## Task statement
The line containing "--target=stone facade" marks the end: write out exactly every line from the first line of the data below through that line, and only those.

(Segmentation mask data)
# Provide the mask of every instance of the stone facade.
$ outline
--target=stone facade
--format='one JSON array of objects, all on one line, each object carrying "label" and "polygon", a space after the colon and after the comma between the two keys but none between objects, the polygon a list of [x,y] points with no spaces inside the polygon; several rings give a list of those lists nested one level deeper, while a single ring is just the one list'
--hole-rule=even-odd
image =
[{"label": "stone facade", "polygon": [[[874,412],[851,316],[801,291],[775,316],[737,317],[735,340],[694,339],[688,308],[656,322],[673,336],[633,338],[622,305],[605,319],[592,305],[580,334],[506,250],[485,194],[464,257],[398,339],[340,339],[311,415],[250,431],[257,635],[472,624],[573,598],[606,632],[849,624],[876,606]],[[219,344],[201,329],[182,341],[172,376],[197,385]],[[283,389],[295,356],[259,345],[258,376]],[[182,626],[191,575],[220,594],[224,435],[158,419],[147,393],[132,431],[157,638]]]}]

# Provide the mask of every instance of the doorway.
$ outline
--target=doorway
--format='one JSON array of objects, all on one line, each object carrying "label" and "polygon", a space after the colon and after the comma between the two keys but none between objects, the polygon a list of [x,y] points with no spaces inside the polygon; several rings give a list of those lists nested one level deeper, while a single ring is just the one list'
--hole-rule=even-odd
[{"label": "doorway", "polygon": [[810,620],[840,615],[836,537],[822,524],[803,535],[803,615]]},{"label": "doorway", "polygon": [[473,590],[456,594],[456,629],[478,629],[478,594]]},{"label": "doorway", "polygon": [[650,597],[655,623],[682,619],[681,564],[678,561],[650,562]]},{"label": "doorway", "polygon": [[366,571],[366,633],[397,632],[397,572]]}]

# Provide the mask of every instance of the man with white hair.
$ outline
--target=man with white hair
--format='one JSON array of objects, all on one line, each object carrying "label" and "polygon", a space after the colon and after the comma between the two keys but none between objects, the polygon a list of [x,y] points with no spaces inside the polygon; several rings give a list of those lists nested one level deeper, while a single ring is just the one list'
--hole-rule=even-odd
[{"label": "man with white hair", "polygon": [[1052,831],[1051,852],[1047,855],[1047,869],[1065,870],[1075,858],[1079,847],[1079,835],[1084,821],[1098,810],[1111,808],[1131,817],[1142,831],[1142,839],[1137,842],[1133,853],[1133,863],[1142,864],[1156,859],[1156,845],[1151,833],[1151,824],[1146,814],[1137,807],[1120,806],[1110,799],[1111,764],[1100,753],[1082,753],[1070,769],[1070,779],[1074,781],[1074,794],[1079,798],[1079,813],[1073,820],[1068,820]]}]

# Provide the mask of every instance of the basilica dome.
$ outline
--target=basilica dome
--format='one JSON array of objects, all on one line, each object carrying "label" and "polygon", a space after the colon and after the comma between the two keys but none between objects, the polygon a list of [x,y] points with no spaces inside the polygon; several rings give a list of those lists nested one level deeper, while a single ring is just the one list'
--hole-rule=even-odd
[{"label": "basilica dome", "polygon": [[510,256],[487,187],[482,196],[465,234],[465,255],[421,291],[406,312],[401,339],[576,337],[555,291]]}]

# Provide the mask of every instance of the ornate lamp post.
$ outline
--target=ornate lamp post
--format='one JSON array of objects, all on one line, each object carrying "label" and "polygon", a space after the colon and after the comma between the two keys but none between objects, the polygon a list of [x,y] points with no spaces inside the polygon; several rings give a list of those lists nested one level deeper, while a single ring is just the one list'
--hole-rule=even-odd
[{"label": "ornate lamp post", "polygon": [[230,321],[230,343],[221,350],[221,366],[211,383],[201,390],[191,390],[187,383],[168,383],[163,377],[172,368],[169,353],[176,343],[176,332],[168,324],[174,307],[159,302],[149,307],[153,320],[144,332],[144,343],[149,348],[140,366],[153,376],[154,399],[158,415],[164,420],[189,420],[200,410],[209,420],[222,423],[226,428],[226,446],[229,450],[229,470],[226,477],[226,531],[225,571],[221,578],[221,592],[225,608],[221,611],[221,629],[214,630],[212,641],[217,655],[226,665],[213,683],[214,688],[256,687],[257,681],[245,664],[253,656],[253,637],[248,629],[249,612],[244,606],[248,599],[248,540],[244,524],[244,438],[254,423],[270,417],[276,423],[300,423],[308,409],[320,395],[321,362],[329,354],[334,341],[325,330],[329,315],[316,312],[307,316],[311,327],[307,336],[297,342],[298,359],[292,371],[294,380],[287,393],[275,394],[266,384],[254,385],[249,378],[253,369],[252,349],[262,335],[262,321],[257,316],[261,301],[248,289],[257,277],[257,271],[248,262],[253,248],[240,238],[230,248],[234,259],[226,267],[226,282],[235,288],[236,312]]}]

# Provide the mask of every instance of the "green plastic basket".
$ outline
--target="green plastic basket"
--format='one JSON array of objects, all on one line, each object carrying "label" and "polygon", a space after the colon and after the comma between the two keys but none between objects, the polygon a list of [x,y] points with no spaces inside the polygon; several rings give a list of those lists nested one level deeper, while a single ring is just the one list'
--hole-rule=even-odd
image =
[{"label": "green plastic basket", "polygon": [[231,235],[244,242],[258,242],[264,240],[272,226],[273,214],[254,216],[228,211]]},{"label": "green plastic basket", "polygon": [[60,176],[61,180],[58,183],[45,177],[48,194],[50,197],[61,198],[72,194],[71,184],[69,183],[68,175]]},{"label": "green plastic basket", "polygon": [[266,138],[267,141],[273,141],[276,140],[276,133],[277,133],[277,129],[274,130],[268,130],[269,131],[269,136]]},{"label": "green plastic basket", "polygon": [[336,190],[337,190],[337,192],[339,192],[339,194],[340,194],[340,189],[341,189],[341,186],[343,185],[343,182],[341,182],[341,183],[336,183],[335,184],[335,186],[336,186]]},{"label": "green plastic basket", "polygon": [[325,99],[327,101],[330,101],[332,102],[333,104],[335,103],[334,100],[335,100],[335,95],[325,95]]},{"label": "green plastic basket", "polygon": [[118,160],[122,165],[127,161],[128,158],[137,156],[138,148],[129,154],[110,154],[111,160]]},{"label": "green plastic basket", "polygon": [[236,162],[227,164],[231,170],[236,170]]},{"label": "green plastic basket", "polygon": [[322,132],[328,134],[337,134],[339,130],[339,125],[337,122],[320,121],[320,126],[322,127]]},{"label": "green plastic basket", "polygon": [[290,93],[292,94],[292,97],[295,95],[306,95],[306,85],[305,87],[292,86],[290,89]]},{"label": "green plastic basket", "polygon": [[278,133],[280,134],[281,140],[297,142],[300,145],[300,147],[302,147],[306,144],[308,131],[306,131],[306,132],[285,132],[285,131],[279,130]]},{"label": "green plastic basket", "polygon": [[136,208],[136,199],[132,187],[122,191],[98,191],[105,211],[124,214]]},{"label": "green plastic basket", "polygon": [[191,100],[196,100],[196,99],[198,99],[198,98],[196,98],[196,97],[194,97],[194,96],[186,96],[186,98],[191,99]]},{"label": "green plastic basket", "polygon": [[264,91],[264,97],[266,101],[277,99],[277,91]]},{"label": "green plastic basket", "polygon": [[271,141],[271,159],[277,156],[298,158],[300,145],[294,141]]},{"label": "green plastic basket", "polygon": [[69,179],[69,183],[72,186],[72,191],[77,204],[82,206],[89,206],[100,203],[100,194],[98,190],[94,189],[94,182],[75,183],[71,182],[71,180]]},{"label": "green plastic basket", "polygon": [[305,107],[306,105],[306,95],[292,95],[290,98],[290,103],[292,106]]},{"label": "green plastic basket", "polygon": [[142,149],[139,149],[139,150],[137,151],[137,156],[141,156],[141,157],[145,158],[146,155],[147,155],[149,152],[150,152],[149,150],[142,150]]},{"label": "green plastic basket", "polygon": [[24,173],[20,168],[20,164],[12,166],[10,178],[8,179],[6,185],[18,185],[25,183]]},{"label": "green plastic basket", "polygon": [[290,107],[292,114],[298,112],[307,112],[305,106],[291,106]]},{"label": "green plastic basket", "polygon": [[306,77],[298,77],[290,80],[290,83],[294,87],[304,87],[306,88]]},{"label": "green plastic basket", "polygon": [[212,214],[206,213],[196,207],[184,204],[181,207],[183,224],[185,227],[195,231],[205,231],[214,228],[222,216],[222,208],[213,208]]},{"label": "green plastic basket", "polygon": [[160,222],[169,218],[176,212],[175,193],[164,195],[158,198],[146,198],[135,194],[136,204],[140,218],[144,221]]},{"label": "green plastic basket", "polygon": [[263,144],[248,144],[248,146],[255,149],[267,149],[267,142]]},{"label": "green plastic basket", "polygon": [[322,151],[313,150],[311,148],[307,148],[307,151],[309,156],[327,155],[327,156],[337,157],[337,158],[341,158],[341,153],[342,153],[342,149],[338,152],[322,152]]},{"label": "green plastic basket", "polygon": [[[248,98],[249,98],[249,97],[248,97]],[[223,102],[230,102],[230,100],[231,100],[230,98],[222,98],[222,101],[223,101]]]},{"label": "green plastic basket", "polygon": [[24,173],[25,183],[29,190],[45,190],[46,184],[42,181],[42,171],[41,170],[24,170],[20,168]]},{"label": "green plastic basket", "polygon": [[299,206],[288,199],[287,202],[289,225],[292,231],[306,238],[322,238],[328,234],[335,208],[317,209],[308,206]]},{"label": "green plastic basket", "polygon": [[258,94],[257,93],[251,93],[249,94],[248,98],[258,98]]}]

## Written solution
# Provide the mask of every instance of the stone facade.
$ outline
--target=stone facade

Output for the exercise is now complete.